The Prison Ministry of Paul.
pp. 156, 157
The difference that is observable between the church as constituted during the Acts
period, and the church of the dispensation of the mystery, is reflected in the twofold
ministry of the apostle Paul, who was the human instrument empowered for the founding
of both. From the beginning Paul's authorship differed from that of Peter, for Paul was
chosen on the road to Damascus to bear the name of the Lord to the Gentiles, and, writing
later in the epistle to the Romans, and during the same period, he magnified his office as
the apostle to the Gentiles, while in Gal. 2:, he tells how he went up to Jerusalem to lay
before the leaders of the circumcision "that gospel which he preached among the
Gentiles".
Before the Apostle's liberty was cut short by imprisonment, he wrote six epistles to
the churches, namely Galatians, I and II Thessalonians, I and II Corinthians &
Romans and, about the time of his detention under Felix, he wrote the epistle to the
Hebrews, bringing the number of this group of Epistles up to seven. But after he reached
Rome and had spent that memorable day with the leaders of the Jews recorded in
Acts 28:,  the Apostle, from his Roman prison, wrote  Ephesians,  Philippians,
Colossians and Philemon. He was then released and wrote in that interval of freedom,
I Timothy and Titus.  He was then retaken and imprisoned, and, with death in view,
wrote his last epistle, II Timothy.  Acts 28:, therefore, divides the written ministry
of the Apostle into two groups, each consisting of seven epistles.
In Acts 20: 17-38, we learn that the first ministry of the Apostle was coming to a
close, and that a new ministry, closely associated with bonds and afflictions, awaited him.

□ □ □ □ □ □ □

Exercises:
1. Answer these from the passage on Paul's prison ministry:
(a) Where was Paul chosen to bear the name of the Lord to the Gentiles?
(b) Which epistle did he write about the time of his detention under Felix?
(c) Which epistle was his last?
2. In the passage on Paul's prison ministry, turn the paragraph starting "Before the Apostle's liberty was cut short" into a short list that keeps its main facts.
3. Write what comes next in the passage on Paul's prison ministry, picking up after its final sentence.
The lines that come after this passage are from a different source.

□ □ □ □ □ □ □

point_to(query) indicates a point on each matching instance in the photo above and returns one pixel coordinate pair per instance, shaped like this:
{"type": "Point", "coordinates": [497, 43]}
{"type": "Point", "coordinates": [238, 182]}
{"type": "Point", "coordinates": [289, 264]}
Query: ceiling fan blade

□ □ □ □ □ □ □

The replies:
1.
(a) On the road to Damascus.
(b) Hebrews.
(c) II Timothy.

2.
- Before his imprisonment, Paul wrote six epistles to the churches: Galatians, I and II Thessalonians, I and II Corinthians, and Romans.
- About the time of his detention under Felix, he wrote Hebrews, making seven in this group.
- After meeting the Jewish leaders in Rome (Acts 28), he wrote Ephesians, Philippians, Colossians and Philemon from prison.
- After his release, he wrote I Timothy and Titus.
- Retaken and facing death, he wrote his last epistle, II Timothy.
- Acts 28 therefore splits his written ministry into two groups of seven epistles each.

3.
From Acts 26: 16-18 we further learn that when the Lord commissioned the Apostle
on the road to Damascus, he told him of a future ministry that lay before him, and that at
some future date He would appear unto him once more to give him the subject and
content of this new, and as it proved, prison, ministry. Thus while the great basis of
justification by faith and redemption by the blood of Christ remained unaltered, an
entirely new superstructure was erected on it, having many unique features, and entirely
distinct from either the Abrahamic covenant or promise, or the new covenant made with
the house of Israel and of Judah. Truth is revealed in the prison ministry of Paul that no
human heart could have conceived, and no human ear had hitherto heard, and it is to
maintain, against all odds and all misrepresentations, that unique ministry that we have
laboured with voice and pen these thirty years, the glory of it making any "loss" sustained
of no importance whatever.
While we must remember, and use in their proper place, the seven epistles left to us by
the apostle of the mystery, the four great prison epistles that contain the complete
revelation of our high calling are Ephesians, Philippians, Colossians and II Timothy.